**What the task requires**:
Which lines in the material contain the word "concrete"? Report each of those lines in full.

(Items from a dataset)

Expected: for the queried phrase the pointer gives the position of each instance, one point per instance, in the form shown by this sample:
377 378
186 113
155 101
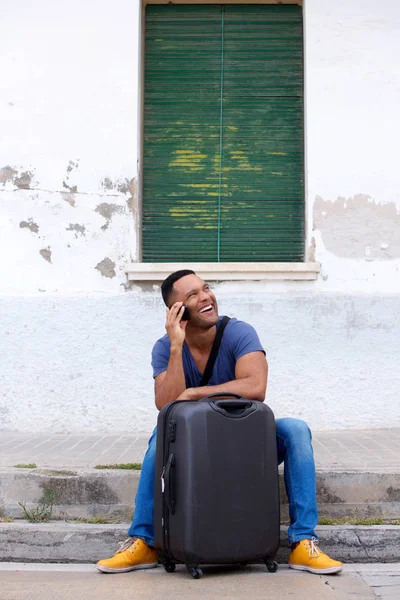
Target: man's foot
306 556
133 554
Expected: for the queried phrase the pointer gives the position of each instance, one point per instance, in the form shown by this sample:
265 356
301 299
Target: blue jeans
293 439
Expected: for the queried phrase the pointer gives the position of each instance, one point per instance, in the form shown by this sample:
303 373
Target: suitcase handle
223 395
169 480
234 406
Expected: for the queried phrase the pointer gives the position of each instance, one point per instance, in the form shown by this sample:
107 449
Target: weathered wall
75 345
352 131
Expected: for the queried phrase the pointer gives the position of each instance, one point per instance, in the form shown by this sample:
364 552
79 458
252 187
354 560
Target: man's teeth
206 308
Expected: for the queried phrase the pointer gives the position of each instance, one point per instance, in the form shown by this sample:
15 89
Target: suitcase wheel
169 566
271 565
195 572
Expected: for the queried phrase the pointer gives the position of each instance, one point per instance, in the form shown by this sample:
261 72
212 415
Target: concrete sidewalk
373 450
76 582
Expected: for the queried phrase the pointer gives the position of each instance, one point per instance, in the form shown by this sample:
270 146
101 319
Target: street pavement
339 450
76 582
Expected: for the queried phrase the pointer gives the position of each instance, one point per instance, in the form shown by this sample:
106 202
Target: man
178 360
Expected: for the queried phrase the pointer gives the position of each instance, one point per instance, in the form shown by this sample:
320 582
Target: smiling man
179 359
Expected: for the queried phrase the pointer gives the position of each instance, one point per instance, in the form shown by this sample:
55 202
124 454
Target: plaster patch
73 189
77 228
72 165
7 174
132 200
22 180
46 254
358 227
311 250
106 268
120 185
107 211
29 224
68 197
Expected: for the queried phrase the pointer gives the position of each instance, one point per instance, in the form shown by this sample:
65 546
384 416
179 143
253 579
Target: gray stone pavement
76 582
339 450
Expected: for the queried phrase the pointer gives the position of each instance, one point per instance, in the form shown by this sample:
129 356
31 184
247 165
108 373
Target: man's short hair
167 285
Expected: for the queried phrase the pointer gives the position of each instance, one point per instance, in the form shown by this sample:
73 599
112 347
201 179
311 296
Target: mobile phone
186 314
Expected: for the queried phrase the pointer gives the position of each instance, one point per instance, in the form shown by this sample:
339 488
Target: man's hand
189 394
175 326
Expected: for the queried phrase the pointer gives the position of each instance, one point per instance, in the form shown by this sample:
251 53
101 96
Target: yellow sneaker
308 557
133 554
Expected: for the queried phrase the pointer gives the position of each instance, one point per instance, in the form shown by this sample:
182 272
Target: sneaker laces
313 550
126 544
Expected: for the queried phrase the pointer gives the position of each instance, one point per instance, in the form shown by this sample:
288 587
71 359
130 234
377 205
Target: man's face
198 297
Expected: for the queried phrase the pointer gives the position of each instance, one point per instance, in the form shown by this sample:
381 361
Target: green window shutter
226 78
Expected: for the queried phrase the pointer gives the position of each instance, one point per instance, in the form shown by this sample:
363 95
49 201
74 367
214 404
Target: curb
76 543
85 493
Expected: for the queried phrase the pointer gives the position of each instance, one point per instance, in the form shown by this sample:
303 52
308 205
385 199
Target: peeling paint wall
68 160
76 341
352 78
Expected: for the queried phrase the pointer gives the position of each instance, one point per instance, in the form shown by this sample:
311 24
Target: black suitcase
216 495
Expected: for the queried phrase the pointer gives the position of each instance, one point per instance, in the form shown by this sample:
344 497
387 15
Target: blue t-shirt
239 338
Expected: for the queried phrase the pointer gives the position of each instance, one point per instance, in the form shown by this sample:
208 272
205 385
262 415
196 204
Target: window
223 151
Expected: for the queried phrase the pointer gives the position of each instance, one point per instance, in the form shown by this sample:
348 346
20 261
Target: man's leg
295 450
137 551
142 525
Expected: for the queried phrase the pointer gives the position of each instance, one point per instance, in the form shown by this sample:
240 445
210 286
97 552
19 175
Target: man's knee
293 429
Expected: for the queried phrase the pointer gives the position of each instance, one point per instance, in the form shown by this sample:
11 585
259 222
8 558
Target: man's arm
251 372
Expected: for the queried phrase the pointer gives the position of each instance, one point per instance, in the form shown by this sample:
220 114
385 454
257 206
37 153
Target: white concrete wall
75 345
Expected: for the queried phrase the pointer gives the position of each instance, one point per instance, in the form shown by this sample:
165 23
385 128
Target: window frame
139 271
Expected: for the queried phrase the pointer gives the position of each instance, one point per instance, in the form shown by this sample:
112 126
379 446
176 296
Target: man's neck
200 339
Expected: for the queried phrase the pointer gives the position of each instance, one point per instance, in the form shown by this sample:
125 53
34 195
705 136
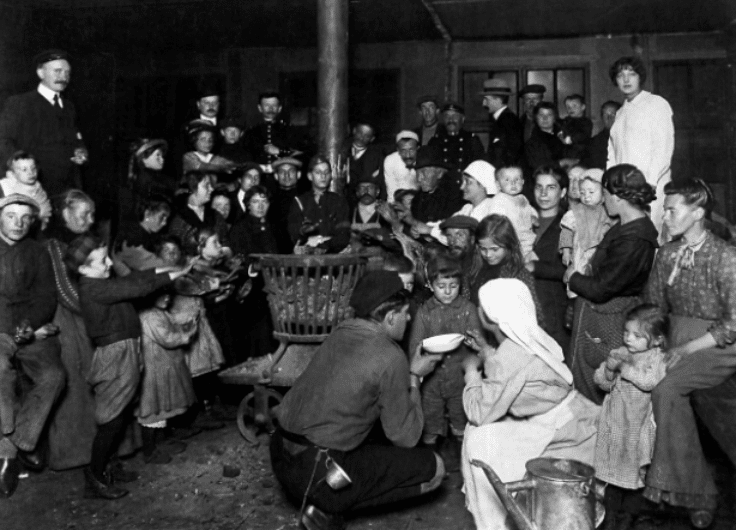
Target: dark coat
506 139
331 215
29 122
275 132
457 151
440 204
621 263
548 273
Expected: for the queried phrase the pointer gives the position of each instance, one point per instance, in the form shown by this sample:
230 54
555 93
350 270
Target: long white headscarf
508 303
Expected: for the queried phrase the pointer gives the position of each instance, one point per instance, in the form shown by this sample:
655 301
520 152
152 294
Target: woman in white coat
523 406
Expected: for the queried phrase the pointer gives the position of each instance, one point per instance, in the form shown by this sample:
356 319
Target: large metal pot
556 494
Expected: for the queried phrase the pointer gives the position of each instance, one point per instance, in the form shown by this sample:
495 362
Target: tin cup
336 477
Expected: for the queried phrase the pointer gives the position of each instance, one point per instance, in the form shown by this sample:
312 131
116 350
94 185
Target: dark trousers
40 362
380 474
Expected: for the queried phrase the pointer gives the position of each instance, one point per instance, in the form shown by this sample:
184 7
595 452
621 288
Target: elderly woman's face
258 206
547 192
491 252
679 217
79 217
154 161
203 193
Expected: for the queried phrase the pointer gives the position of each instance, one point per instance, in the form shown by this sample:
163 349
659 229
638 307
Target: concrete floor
191 493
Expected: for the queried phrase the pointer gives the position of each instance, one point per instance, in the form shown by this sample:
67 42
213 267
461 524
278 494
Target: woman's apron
506 446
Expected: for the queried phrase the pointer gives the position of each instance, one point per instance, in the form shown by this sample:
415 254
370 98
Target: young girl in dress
626 428
166 388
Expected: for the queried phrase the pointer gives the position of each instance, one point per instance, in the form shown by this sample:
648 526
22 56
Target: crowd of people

**Written response**:
Target: concrete sidewalk
Target: white concrete wall
Target: concrete floor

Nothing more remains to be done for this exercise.